Bounding box annotation entries
|---|

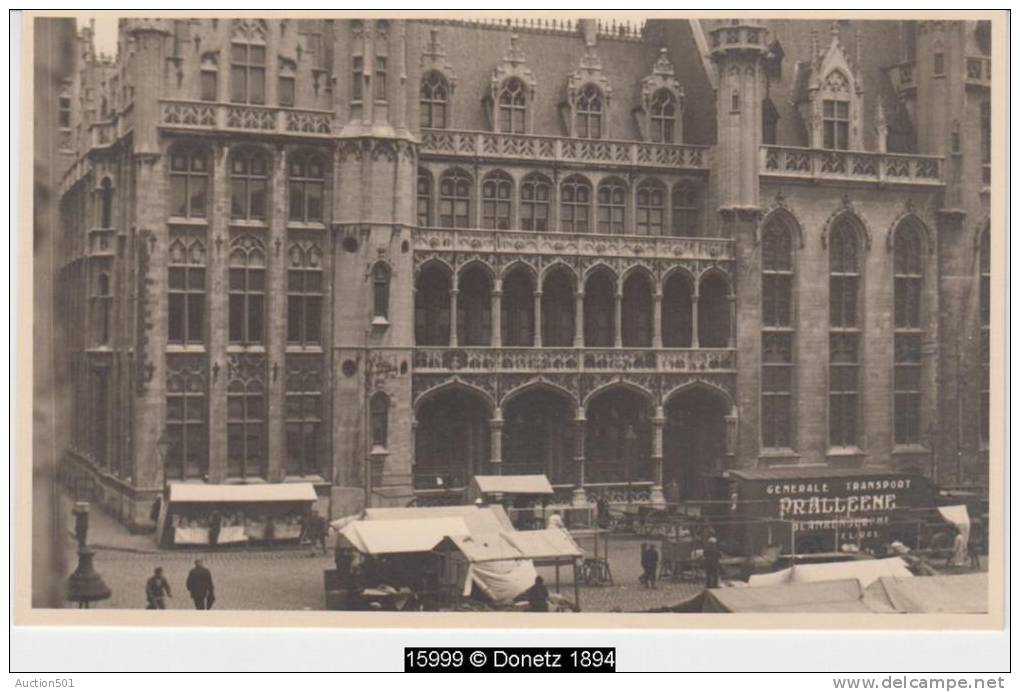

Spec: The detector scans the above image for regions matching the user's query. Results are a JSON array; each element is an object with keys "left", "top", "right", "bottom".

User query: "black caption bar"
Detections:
[{"left": 404, "top": 646, "right": 616, "bottom": 673}]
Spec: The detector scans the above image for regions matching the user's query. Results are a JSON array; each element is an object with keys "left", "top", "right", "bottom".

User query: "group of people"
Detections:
[{"left": 145, "top": 559, "right": 216, "bottom": 610}]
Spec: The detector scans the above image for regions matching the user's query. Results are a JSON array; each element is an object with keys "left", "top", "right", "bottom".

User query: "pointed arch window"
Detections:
[
  {"left": 231, "top": 150, "right": 269, "bottom": 220},
  {"left": 649, "top": 89, "right": 676, "bottom": 143},
  {"left": 440, "top": 170, "right": 471, "bottom": 229},
  {"left": 417, "top": 170, "right": 432, "bottom": 228},
  {"left": 497, "top": 78, "right": 527, "bottom": 135},
  {"left": 520, "top": 174, "right": 552, "bottom": 231},
  {"left": 421, "top": 69, "right": 450, "bottom": 130},
  {"left": 170, "top": 148, "right": 209, "bottom": 218},
  {"left": 829, "top": 220, "right": 861, "bottom": 447},
  {"left": 289, "top": 152, "right": 325, "bottom": 224},
  {"left": 636, "top": 180, "right": 668, "bottom": 236},
  {"left": 599, "top": 180, "right": 627, "bottom": 235},
  {"left": 481, "top": 172, "right": 513, "bottom": 231},
  {"left": 230, "top": 236, "right": 265, "bottom": 344},
  {"left": 574, "top": 84, "right": 605, "bottom": 140},
  {"left": 761, "top": 219, "right": 796, "bottom": 449},
  {"left": 560, "top": 176, "right": 592, "bottom": 233}
]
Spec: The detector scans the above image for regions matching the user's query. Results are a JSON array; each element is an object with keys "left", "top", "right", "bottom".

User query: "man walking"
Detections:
[
  {"left": 648, "top": 543, "right": 659, "bottom": 589},
  {"left": 185, "top": 560, "right": 216, "bottom": 610},
  {"left": 145, "top": 567, "right": 173, "bottom": 610}
]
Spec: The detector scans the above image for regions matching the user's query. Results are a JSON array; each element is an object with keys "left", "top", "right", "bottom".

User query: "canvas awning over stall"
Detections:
[
  {"left": 467, "top": 474, "right": 553, "bottom": 502},
  {"left": 748, "top": 557, "right": 913, "bottom": 588},
  {"left": 340, "top": 516, "right": 470, "bottom": 555},
  {"left": 168, "top": 483, "right": 318, "bottom": 502}
]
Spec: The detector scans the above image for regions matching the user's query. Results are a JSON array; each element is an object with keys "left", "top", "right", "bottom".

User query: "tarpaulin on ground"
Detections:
[
  {"left": 169, "top": 483, "right": 318, "bottom": 502},
  {"left": 467, "top": 474, "right": 553, "bottom": 501},
  {"left": 866, "top": 573, "right": 988, "bottom": 612},
  {"left": 340, "top": 516, "right": 470, "bottom": 555},
  {"left": 748, "top": 557, "right": 913, "bottom": 588},
  {"left": 702, "top": 579, "right": 894, "bottom": 612},
  {"left": 364, "top": 504, "right": 513, "bottom": 534}
]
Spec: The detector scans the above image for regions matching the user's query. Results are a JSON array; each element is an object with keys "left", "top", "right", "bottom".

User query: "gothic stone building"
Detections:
[{"left": 55, "top": 18, "right": 990, "bottom": 527}]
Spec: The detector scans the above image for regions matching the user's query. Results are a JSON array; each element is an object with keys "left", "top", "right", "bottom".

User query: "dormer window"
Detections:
[{"left": 822, "top": 99, "right": 850, "bottom": 149}]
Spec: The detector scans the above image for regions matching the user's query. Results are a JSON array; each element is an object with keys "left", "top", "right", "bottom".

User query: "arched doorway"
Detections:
[
  {"left": 502, "top": 388, "right": 574, "bottom": 483},
  {"left": 457, "top": 264, "right": 493, "bottom": 346},
  {"left": 662, "top": 386, "right": 730, "bottom": 500},
  {"left": 414, "top": 388, "right": 490, "bottom": 490},
  {"left": 584, "top": 386, "right": 652, "bottom": 483}
]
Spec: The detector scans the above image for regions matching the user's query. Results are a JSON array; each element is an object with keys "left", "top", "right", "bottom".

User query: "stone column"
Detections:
[
  {"left": 691, "top": 285, "right": 700, "bottom": 348},
  {"left": 489, "top": 408, "right": 503, "bottom": 476},
  {"left": 531, "top": 291, "right": 542, "bottom": 346},
  {"left": 652, "top": 406, "right": 666, "bottom": 508},
  {"left": 572, "top": 406, "right": 588, "bottom": 506},
  {"left": 450, "top": 287, "right": 460, "bottom": 346},
  {"left": 489, "top": 281, "right": 503, "bottom": 348},
  {"left": 206, "top": 147, "right": 231, "bottom": 483},
  {"left": 574, "top": 291, "right": 584, "bottom": 348},
  {"left": 652, "top": 291, "right": 662, "bottom": 348},
  {"left": 613, "top": 291, "right": 623, "bottom": 348}
]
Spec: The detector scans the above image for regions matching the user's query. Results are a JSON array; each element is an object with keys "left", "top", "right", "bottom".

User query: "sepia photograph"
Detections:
[{"left": 21, "top": 10, "right": 1008, "bottom": 645}]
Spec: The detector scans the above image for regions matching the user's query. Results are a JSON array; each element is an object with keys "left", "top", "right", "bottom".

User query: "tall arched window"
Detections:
[
  {"left": 226, "top": 361, "right": 266, "bottom": 478},
  {"left": 893, "top": 223, "right": 924, "bottom": 445},
  {"left": 651, "top": 89, "right": 676, "bottom": 143},
  {"left": 440, "top": 168, "right": 471, "bottom": 229},
  {"left": 231, "top": 150, "right": 269, "bottom": 220},
  {"left": 170, "top": 148, "right": 209, "bottom": 218},
  {"left": 497, "top": 78, "right": 527, "bottom": 135},
  {"left": 372, "top": 262, "right": 390, "bottom": 319},
  {"left": 599, "top": 179, "right": 627, "bottom": 235},
  {"left": 636, "top": 180, "right": 668, "bottom": 236},
  {"left": 99, "top": 178, "right": 113, "bottom": 229},
  {"left": 417, "top": 170, "right": 432, "bottom": 228},
  {"left": 287, "top": 243, "right": 322, "bottom": 346},
  {"left": 520, "top": 174, "right": 552, "bottom": 231},
  {"left": 574, "top": 84, "right": 603, "bottom": 140},
  {"left": 369, "top": 392, "right": 390, "bottom": 449},
  {"left": 828, "top": 218, "right": 861, "bottom": 447},
  {"left": 231, "top": 36, "right": 265, "bottom": 103},
  {"left": 673, "top": 181, "right": 701, "bottom": 238},
  {"left": 421, "top": 70, "right": 450, "bottom": 130},
  {"left": 761, "top": 218, "right": 796, "bottom": 449},
  {"left": 481, "top": 171, "right": 513, "bottom": 231},
  {"left": 978, "top": 226, "right": 991, "bottom": 449},
  {"left": 230, "top": 235, "right": 265, "bottom": 344},
  {"left": 290, "top": 152, "right": 325, "bottom": 224},
  {"left": 560, "top": 176, "right": 592, "bottom": 233}
]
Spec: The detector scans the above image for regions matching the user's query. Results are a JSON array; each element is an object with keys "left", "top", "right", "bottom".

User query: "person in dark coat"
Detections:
[
  {"left": 185, "top": 560, "right": 216, "bottom": 610},
  {"left": 524, "top": 577, "right": 549, "bottom": 612},
  {"left": 646, "top": 543, "right": 659, "bottom": 589},
  {"left": 145, "top": 567, "right": 173, "bottom": 610},
  {"left": 705, "top": 536, "right": 722, "bottom": 589}
]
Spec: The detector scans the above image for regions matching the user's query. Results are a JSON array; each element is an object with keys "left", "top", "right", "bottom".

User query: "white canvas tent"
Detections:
[{"left": 748, "top": 557, "right": 913, "bottom": 588}]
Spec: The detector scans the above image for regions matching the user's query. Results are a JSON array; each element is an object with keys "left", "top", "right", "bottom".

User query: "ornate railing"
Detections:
[
  {"left": 159, "top": 100, "right": 333, "bottom": 137},
  {"left": 414, "top": 346, "right": 736, "bottom": 375},
  {"left": 414, "top": 229, "right": 735, "bottom": 261},
  {"left": 760, "top": 146, "right": 942, "bottom": 185},
  {"left": 421, "top": 130, "right": 710, "bottom": 170}
]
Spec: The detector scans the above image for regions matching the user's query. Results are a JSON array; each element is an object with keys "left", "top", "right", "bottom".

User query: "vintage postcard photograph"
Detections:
[{"left": 12, "top": 10, "right": 1008, "bottom": 630}]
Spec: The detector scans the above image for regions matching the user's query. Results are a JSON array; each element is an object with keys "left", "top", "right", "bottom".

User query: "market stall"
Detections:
[{"left": 156, "top": 483, "right": 318, "bottom": 545}]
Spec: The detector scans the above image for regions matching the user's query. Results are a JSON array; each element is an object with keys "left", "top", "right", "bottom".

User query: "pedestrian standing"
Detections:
[
  {"left": 648, "top": 543, "right": 659, "bottom": 589},
  {"left": 145, "top": 567, "right": 173, "bottom": 610},
  {"left": 704, "top": 536, "right": 722, "bottom": 589},
  {"left": 185, "top": 560, "right": 216, "bottom": 610}
]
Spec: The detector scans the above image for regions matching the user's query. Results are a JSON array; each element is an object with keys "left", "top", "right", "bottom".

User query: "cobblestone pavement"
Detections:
[{"left": 64, "top": 499, "right": 701, "bottom": 612}]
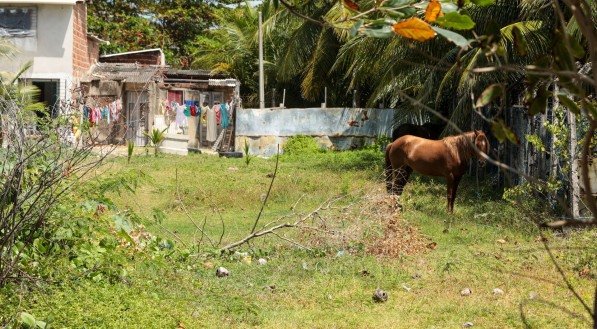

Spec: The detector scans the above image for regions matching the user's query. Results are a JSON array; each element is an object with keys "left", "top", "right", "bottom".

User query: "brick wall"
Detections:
[{"left": 73, "top": 1, "right": 92, "bottom": 78}]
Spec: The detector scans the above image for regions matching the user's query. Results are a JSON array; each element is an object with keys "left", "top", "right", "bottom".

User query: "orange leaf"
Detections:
[
  {"left": 393, "top": 17, "right": 436, "bottom": 42},
  {"left": 425, "top": 0, "right": 442, "bottom": 23},
  {"left": 344, "top": 0, "right": 359, "bottom": 11}
]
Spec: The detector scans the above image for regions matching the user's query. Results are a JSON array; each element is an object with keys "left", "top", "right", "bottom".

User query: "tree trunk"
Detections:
[
  {"left": 566, "top": 110, "right": 580, "bottom": 218},
  {"left": 547, "top": 81, "right": 560, "bottom": 207}
]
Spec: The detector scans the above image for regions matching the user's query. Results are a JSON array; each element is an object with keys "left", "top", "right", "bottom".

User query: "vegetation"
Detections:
[
  {"left": 146, "top": 128, "right": 168, "bottom": 156},
  {"left": 0, "top": 151, "right": 597, "bottom": 328},
  {"left": 88, "top": 0, "right": 242, "bottom": 68}
]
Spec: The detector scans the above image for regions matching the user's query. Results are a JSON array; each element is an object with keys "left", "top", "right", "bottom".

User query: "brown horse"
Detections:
[
  {"left": 386, "top": 130, "right": 489, "bottom": 213},
  {"left": 392, "top": 122, "right": 446, "bottom": 142}
]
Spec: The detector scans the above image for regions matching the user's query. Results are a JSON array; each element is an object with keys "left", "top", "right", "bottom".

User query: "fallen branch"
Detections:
[
  {"left": 175, "top": 168, "right": 217, "bottom": 247},
  {"left": 251, "top": 144, "right": 280, "bottom": 233},
  {"left": 220, "top": 197, "right": 341, "bottom": 253}
]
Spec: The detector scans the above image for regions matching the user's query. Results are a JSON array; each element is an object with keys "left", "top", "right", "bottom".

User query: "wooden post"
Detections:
[{"left": 566, "top": 109, "right": 580, "bottom": 218}]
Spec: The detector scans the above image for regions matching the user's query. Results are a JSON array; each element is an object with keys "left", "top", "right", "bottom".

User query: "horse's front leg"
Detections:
[
  {"left": 449, "top": 176, "right": 462, "bottom": 213},
  {"left": 392, "top": 165, "right": 413, "bottom": 196},
  {"left": 444, "top": 175, "right": 454, "bottom": 233}
]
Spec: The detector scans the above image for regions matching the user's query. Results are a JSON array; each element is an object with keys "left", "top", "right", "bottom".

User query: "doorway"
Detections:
[{"left": 126, "top": 91, "right": 149, "bottom": 146}]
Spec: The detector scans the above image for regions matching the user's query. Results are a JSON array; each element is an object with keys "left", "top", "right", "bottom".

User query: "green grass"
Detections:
[{"left": 0, "top": 151, "right": 597, "bottom": 328}]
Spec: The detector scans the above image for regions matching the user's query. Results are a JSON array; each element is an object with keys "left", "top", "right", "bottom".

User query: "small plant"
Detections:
[
  {"left": 243, "top": 139, "right": 253, "bottom": 167},
  {"left": 283, "top": 136, "right": 323, "bottom": 155},
  {"left": 126, "top": 140, "right": 135, "bottom": 163},
  {"left": 143, "top": 128, "right": 167, "bottom": 157}
]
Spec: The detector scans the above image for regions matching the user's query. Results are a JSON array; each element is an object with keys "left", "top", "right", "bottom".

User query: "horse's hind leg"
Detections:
[
  {"left": 392, "top": 165, "right": 413, "bottom": 196},
  {"left": 385, "top": 144, "right": 394, "bottom": 194}
]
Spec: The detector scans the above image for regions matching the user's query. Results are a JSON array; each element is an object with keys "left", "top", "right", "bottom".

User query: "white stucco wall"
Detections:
[
  {"left": 0, "top": 3, "right": 73, "bottom": 98},
  {"left": 235, "top": 108, "right": 395, "bottom": 156}
]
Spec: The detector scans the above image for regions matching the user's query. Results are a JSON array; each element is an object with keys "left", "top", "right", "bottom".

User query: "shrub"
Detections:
[{"left": 283, "top": 136, "right": 324, "bottom": 155}]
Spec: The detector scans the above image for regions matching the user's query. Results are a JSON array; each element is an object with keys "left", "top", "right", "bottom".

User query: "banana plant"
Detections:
[{"left": 143, "top": 128, "right": 168, "bottom": 157}]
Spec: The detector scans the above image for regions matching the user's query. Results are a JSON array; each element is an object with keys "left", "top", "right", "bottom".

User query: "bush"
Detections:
[{"left": 283, "top": 136, "right": 325, "bottom": 155}]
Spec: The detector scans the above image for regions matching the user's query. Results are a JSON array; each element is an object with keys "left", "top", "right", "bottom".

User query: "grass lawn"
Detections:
[{"left": 0, "top": 151, "right": 597, "bottom": 328}]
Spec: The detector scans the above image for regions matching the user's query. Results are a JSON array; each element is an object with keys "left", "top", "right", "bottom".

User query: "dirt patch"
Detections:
[
  {"left": 299, "top": 187, "right": 433, "bottom": 258},
  {"left": 367, "top": 195, "right": 432, "bottom": 258}
]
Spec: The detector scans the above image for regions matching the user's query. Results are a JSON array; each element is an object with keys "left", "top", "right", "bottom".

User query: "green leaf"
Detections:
[
  {"left": 558, "top": 93, "right": 580, "bottom": 114},
  {"left": 491, "top": 119, "right": 520, "bottom": 145},
  {"left": 21, "top": 312, "right": 35, "bottom": 328},
  {"left": 431, "top": 26, "right": 470, "bottom": 49},
  {"left": 118, "top": 229, "right": 136, "bottom": 246},
  {"left": 350, "top": 19, "right": 364, "bottom": 37},
  {"left": 363, "top": 25, "right": 394, "bottom": 38},
  {"left": 475, "top": 83, "right": 504, "bottom": 108},
  {"left": 441, "top": 2, "right": 458, "bottom": 14},
  {"left": 436, "top": 12, "right": 475, "bottom": 30},
  {"left": 471, "top": 0, "right": 495, "bottom": 7},
  {"left": 529, "top": 85, "right": 549, "bottom": 115},
  {"left": 582, "top": 99, "right": 597, "bottom": 120},
  {"left": 383, "top": 0, "right": 414, "bottom": 8},
  {"left": 512, "top": 26, "right": 529, "bottom": 56},
  {"left": 568, "top": 35, "right": 585, "bottom": 58}
]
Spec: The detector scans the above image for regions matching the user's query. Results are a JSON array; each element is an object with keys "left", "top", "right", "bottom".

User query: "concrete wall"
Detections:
[
  {"left": 0, "top": 4, "right": 73, "bottom": 98},
  {"left": 235, "top": 108, "right": 394, "bottom": 156},
  {"left": 73, "top": 2, "right": 93, "bottom": 78}
]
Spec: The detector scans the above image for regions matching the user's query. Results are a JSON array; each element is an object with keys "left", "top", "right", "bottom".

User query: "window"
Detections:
[{"left": 0, "top": 7, "right": 37, "bottom": 37}]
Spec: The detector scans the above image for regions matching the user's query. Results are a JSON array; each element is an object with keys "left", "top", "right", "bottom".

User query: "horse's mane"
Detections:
[{"left": 442, "top": 131, "right": 475, "bottom": 162}]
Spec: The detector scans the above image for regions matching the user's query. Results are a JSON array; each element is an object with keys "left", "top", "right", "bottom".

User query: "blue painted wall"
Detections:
[{"left": 236, "top": 108, "right": 394, "bottom": 156}]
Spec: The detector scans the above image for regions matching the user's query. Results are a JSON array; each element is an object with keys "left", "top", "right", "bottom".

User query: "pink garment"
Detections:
[
  {"left": 91, "top": 107, "right": 102, "bottom": 124},
  {"left": 213, "top": 104, "right": 222, "bottom": 125}
]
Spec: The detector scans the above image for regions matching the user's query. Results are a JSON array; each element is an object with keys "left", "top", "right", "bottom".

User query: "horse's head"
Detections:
[{"left": 475, "top": 130, "right": 489, "bottom": 167}]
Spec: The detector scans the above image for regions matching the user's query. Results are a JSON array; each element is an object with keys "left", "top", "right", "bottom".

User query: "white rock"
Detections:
[
  {"left": 373, "top": 288, "right": 388, "bottom": 303},
  {"left": 216, "top": 266, "right": 230, "bottom": 278}
]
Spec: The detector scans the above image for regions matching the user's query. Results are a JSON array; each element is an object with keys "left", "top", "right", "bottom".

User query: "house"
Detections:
[
  {"left": 0, "top": 0, "right": 101, "bottom": 108},
  {"left": 81, "top": 49, "right": 240, "bottom": 154}
]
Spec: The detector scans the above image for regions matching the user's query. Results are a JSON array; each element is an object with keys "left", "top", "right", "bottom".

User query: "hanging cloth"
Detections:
[
  {"left": 201, "top": 105, "right": 209, "bottom": 124},
  {"left": 191, "top": 101, "right": 201, "bottom": 117},
  {"left": 205, "top": 106, "right": 218, "bottom": 142},
  {"left": 83, "top": 105, "right": 91, "bottom": 121},
  {"left": 176, "top": 105, "right": 187, "bottom": 127},
  {"left": 101, "top": 106, "right": 110, "bottom": 124},
  {"left": 220, "top": 103, "right": 230, "bottom": 129},
  {"left": 208, "top": 104, "right": 222, "bottom": 125},
  {"left": 91, "top": 107, "right": 102, "bottom": 124},
  {"left": 184, "top": 100, "right": 193, "bottom": 117}
]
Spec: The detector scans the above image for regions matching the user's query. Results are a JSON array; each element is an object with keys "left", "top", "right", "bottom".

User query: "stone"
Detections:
[
  {"left": 460, "top": 288, "right": 473, "bottom": 296},
  {"left": 216, "top": 266, "right": 230, "bottom": 278},
  {"left": 373, "top": 288, "right": 388, "bottom": 303}
]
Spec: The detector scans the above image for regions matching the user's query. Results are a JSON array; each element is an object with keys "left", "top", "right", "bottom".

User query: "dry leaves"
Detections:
[
  {"left": 425, "top": 0, "right": 444, "bottom": 23},
  {"left": 393, "top": 17, "right": 437, "bottom": 42}
]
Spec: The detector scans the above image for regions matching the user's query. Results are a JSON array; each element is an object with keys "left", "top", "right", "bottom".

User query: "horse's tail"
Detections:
[{"left": 385, "top": 144, "right": 394, "bottom": 193}]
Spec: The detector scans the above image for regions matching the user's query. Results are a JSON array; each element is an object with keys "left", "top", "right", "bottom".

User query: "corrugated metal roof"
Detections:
[
  {"left": 82, "top": 63, "right": 166, "bottom": 83},
  {"left": 209, "top": 79, "right": 237, "bottom": 87},
  {"left": 166, "top": 69, "right": 214, "bottom": 78},
  {"left": 0, "top": 0, "right": 83, "bottom": 5}
]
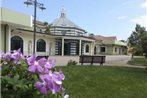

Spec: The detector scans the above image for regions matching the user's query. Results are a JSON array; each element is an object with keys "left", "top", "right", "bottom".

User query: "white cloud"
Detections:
[
  {"left": 117, "top": 16, "right": 126, "bottom": 20},
  {"left": 141, "top": 1, "right": 147, "bottom": 8},
  {"left": 130, "top": 15, "right": 147, "bottom": 28}
]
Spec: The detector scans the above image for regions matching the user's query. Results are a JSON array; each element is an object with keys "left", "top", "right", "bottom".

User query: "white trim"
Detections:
[{"left": 100, "top": 46, "right": 107, "bottom": 53}]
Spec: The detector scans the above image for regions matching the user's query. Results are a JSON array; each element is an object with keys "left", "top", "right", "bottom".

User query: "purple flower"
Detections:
[
  {"left": 40, "top": 71, "right": 64, "bottom": 94},
  {"left": 27, "top": 54, "right": 36, "bottom": 66},
  {"left": 34, "top": 81, "right": 47, "bottom": 94},
  {"left": 28, "top": 61, "right": 43, "bottom": 73},
  {"left": 44, "top": 59, "right": 55, "bottom": 69},
  {"left": 1, "top": 52, "right": 11, "bottom": 59},
  {"left": 11, "top": 49, "right": 21, "bottom": 60}
]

|---|

Count the lines above that contain the string "wall", treating uppercase and lowercase as different. Give only the number.

4